[Point annotation dataset records]
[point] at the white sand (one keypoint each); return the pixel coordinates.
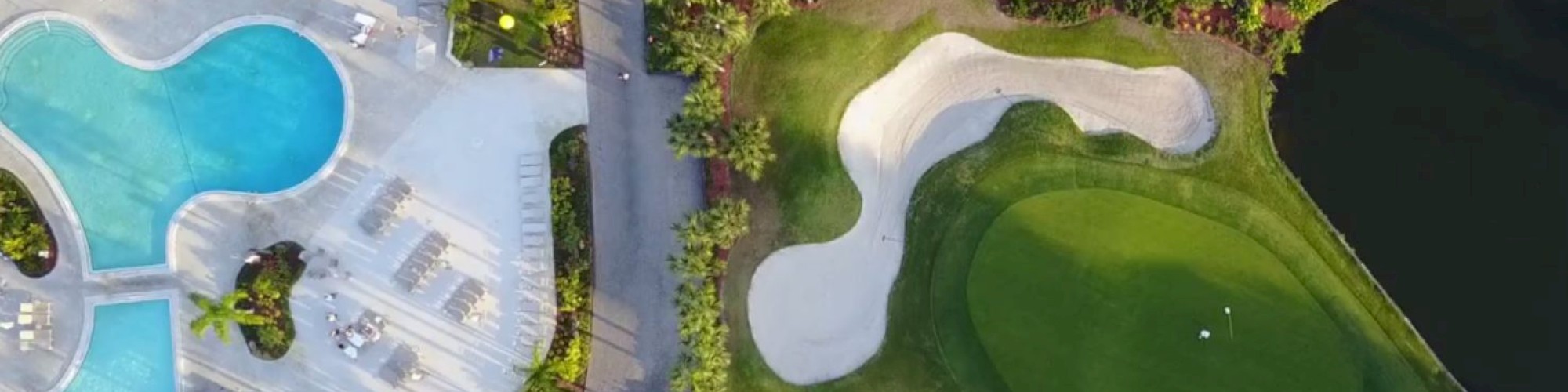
(819, 311)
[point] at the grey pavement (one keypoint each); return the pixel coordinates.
(639, 192)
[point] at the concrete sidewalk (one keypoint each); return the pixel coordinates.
(641, 192)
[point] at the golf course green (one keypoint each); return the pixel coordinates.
(1044, 260)
(1105, 291)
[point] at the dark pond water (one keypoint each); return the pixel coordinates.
(1436, 136)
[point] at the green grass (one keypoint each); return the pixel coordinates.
(802, 71)
(479, 32)
(1103, 291)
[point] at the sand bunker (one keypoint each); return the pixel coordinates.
(819, 311)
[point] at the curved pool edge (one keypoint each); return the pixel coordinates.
(74, 222)
(89, 314)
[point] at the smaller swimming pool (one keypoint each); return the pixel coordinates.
(132, 349)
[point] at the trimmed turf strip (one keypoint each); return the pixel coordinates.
(1105, 291)
(802, 71)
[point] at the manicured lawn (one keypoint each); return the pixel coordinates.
(802, 71)
(477, 32)
(1105, 291)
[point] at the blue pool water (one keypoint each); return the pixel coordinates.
(132, 349)
(260, 109)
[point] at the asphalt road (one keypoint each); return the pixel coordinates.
(639, 192)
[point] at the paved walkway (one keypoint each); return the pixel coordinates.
(641, 191)
(456, 136)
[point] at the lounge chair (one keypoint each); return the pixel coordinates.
(368, 24)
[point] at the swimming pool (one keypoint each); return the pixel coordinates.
(258, 109)
(132, 349)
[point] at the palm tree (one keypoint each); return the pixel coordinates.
(219, 314)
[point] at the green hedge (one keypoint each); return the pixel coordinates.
(24, 233)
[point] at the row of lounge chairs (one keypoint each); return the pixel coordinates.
(463, 303)
(424, 263)
(38, 332)
(535, 292)
(385, 206)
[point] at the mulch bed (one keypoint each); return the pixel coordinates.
(565, 49)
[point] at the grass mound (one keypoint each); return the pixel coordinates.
(1105, 291)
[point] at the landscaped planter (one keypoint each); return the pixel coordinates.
(26, 236)
(270, 283)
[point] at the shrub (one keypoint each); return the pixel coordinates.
(24, 234)
(267, 288)
(705, 358)
(747, 148)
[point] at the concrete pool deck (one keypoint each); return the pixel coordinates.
(456, 136)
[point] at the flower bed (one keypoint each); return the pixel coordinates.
(565, 365)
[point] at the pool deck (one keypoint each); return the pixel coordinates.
(456, 136)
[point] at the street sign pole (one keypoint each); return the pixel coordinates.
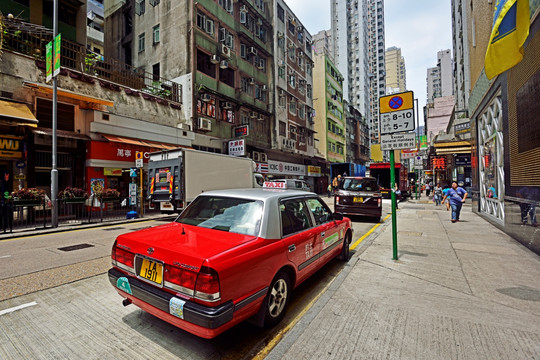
(54, 170)
(393, 196)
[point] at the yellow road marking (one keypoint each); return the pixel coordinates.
(273, 342)
(353, 246)
(277, 338)
(72, 230)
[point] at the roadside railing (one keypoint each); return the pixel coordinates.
(30, 215)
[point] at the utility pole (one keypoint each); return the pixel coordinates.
(54, 171)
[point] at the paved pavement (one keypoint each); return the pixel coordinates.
(458, 291)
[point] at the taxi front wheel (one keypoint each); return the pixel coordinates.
(276, 299)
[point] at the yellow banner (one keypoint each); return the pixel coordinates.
(396, 102)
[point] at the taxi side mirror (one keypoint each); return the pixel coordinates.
(338, 216)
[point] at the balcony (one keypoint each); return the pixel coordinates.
(30, 39)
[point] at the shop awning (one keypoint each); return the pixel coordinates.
(146, 143)
(19, 113)
(61, 133)
(49, 90)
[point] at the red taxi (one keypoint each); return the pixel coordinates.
(231, 255)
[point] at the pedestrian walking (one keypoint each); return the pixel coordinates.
(437, 194)
(457, 196)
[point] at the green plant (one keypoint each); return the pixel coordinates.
(71, 192)
(107, 193)
(28, 194)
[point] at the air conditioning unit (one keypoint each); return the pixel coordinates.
(205, 124)
(184, 126)
(214, 59)
(225, 51)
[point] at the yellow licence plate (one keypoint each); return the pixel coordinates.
(151, 271)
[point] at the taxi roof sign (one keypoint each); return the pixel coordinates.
(275, 185)
(396, 102)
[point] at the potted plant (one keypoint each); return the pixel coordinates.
(107, 195)
(73, 195)
(28, 197)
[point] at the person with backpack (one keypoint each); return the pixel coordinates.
(456, 196)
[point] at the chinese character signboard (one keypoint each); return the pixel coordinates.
(237, 147)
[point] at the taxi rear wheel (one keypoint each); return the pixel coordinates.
(277, 298)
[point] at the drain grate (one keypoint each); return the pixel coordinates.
(75, 247)
(114, 228)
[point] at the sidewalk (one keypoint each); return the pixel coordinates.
(458, 291)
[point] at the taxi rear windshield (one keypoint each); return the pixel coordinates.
(226, 214)
(359, 185)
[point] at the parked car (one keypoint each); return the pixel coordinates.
(292, 184)
(230, 256)
(359, 196)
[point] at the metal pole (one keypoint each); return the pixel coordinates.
(54, 171)
(393, 196)
(417, 147)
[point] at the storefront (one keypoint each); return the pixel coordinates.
(109, 162)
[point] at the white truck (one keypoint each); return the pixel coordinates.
(176, 177)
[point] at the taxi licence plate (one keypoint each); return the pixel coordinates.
(151, 271)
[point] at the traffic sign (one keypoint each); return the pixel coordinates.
(397, 141)
(396, 102)
(397, 113)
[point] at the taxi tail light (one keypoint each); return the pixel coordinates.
(207, 285)
(122, 256)
(180, 277)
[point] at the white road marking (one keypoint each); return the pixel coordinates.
(20, 307)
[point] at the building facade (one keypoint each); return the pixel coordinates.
(396, 75)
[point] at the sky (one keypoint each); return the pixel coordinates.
(420, 28)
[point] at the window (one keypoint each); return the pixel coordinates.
(321, 212)
(227, 5)
(141, 42)
(139, 7)
(155, 72)
(282, 128)
(204, 23)
(294, 216)
(292, 106)
(204, 65)
(281, 13)
(155, 34)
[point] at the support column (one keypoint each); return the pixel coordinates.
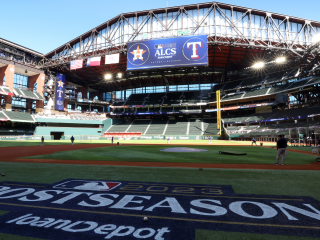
(8, 71)
(39, 79)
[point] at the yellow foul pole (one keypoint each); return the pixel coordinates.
(218, 112)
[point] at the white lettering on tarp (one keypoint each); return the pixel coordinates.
(268, 212)
(129, 199)
(70, 196)
(42, 196)
(120, 232)
(45, 221)
(26, 192)
(102, 229)
(4, 188)
(161, 232)
(27, 220)
(283, 206)
(69, 228)
(99, 198)
(62, 221)
(85, 226)
(217, 211)
(138, 232)
(172, 203)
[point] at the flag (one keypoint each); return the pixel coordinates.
(76, 64)
(93, 61)
(113, 58)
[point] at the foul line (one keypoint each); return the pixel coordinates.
(216, 196)
(169, 185)
(170, 218)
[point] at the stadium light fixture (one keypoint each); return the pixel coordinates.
(258, 65)
(280, 59)
(108, 76)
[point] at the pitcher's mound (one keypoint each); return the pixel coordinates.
(183, 149)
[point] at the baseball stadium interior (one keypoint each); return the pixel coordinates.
(266, 67)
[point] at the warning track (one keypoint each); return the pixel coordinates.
(15, 154)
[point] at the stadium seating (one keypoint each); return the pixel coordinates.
(177, 127)
(139, 126)
(120, 127)
(195, 127)
(157, 127)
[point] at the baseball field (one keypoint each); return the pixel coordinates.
(136, 190)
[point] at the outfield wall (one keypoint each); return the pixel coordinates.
(68, 131)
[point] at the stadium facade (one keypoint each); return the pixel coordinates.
(266, 66)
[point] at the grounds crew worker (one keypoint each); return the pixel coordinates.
(281, 149)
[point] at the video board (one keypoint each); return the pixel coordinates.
(167, 52)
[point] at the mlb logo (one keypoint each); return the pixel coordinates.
(85, 185)
(158, 46)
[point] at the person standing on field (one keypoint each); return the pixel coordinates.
(254, 142)
(281, 149)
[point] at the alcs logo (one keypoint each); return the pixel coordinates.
(194, 49)
(138, 53)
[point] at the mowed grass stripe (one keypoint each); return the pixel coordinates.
(152, 153)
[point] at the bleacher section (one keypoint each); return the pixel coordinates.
(139, 126)
(157, 127)
(177, 127)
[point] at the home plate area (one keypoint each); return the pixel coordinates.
(91, 209)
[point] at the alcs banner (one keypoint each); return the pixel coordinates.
(168, 52)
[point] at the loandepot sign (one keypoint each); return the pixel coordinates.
(91, 209)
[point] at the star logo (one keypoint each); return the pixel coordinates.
(138, 53)
(60, 83)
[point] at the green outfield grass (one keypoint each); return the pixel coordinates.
(152, 153)
(275, 182)
(15, 143)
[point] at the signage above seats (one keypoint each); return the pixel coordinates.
(168, 52)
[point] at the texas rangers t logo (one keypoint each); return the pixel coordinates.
(194, 49)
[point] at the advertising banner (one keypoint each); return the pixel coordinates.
(60, 89)
(168, 52)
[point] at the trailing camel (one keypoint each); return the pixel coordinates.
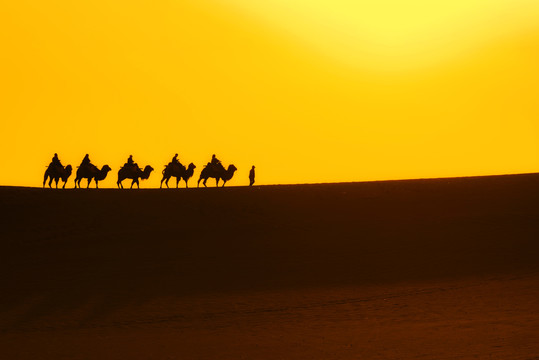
(57, 172)
(90, 171)
(218, 172)
(179, 172)
(133, 172)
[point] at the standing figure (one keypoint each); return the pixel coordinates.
(55, 160)
(252, 176)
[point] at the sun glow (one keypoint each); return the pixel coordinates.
(308, 91)
(393, 34)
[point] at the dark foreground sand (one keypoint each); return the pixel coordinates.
(425, 269)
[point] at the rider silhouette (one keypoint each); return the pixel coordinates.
(214, 160)
(252, 176)
(85, 161)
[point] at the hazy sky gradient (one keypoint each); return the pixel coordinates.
(308, 91)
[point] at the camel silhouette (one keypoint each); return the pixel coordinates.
(218, 172)
(133, 172)
(179, 172)
(90, 171)
(57, 172)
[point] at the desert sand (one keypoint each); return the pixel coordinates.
(419, 269)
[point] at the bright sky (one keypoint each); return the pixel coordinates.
(308, 91)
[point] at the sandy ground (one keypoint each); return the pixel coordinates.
(424, 269)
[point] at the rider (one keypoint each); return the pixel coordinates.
(214, 160)
(85, 161)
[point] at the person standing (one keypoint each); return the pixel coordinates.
(252, 176)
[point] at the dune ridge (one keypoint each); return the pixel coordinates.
(436, 268)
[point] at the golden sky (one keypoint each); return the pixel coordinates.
(308, 91)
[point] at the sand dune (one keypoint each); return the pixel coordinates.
(444, 268)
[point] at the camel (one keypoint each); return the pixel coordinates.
(56, 173)
(218, 172)
(90, 172)
(179, 172)
(133, 172)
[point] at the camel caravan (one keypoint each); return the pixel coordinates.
(131, 170)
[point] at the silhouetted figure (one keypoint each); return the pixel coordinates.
(133, 172)
(214, 160)
(85, 161)
(252, 176)
(218, 172)
(56, 161)
(179, 172)
(90, 171)
(55, 171)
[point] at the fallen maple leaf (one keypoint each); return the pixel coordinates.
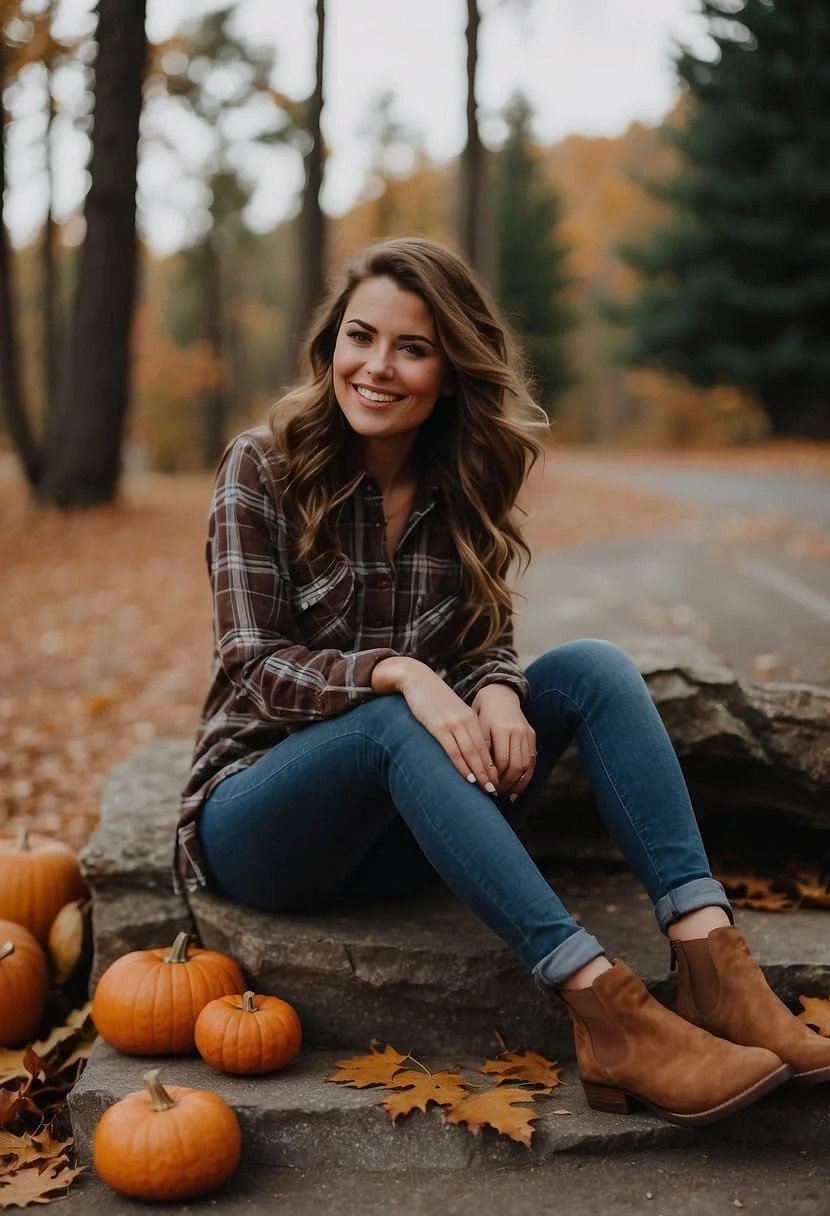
(817, 1013)
(30, 1184)
(526, 1067)
(415, 1091)
(376, 1068)
(496, 1108)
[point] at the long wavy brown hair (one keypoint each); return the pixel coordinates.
(480, 440)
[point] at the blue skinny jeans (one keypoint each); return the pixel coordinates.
(368, 805)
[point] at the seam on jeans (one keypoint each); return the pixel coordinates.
(634, 823)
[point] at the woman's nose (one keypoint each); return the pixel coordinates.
(378, 364)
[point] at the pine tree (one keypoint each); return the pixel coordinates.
(530, 272)
(737, 282)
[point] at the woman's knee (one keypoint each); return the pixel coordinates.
(587, 660)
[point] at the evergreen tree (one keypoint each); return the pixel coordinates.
(737, 282)
(530, 272)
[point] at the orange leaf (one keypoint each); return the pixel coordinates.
(817, 1013)
(813, 888)
(528, 1067)
(496, 1108)
(377, 1068)
(417, 1090)
(763, 894)
(29, 1184)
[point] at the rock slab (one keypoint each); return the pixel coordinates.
(295, 1118)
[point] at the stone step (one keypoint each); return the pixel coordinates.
(428, 977)
(298, 1119)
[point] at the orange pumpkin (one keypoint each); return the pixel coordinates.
(146, 1003)
(248, 1034)
(167, 1143)
(23, 983)
(38, 876)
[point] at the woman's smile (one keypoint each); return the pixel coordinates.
(388, 369)
(373, 398)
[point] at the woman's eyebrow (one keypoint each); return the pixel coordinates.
(401, 337)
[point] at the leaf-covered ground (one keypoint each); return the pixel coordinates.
(107, 621)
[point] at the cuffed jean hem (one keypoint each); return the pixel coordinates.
(574, 952)
(699, 893)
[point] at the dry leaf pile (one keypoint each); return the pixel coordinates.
(797, 887)
(37, 1161)
(504, 1104)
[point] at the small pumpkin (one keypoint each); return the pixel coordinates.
(146, 1003)
(23, 984)
(71, 940)
(38, 876)
(165, 1143)
(248, 1034)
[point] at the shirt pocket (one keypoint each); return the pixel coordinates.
(323, 611)
(435, 629)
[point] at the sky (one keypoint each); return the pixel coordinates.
(587, 67)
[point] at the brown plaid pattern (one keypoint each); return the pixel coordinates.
(291, 648)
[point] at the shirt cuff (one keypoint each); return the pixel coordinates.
(350, 681)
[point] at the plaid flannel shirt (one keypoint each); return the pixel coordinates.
(292, 649)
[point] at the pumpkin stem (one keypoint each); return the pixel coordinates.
(179, 949)
(159, 1098)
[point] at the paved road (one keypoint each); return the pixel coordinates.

_Task to carry out_
Render the records as a numbered list, starting at the line containing "[point] at the dry" and running through the last line, both included. Leave out any blank lines.

_Final result_
1. [point] at the dry leaf pile (one keypoint each); return the pixel coordinates.
2. (797, 887)
3. (37, 1161)
4. (504, 1104)
5. [point] at the small pumpkin (one keypoint each); return the pixel coordinates.
6. (146, 1003)
7. (23, 984)
8. (71, 940)
9. (38, 876)
10. (165, 1143)
11. (248, 1034)
12. [point] at the shirt pocket (one keypoint each); return the pixel coordinates.
13. (323, 611)
14. (435, 629)
15. [point] at the sky (one keypoint each); return the pixel coordinates.
16. (587, 67)
17. [point] at the brown plaid pattern (one keypoint each); return the pixel coordinates.
18. (291, 648)
19. [point] at the shirt cuff (one keypoint each); return the pixel coordinates.
20. (350, 681)
21. [point] at the plaid flannel shirt (one keypoint each); return the pixel coordinates.
22. (292, 649)
23. [point] at the pumpkin stem (one keypoint each); return the pixel coordinates.
24. (179, 949)
25. (159, 1098)
26. [point] at the paved road (one keypoint each); return the pixel coordinates.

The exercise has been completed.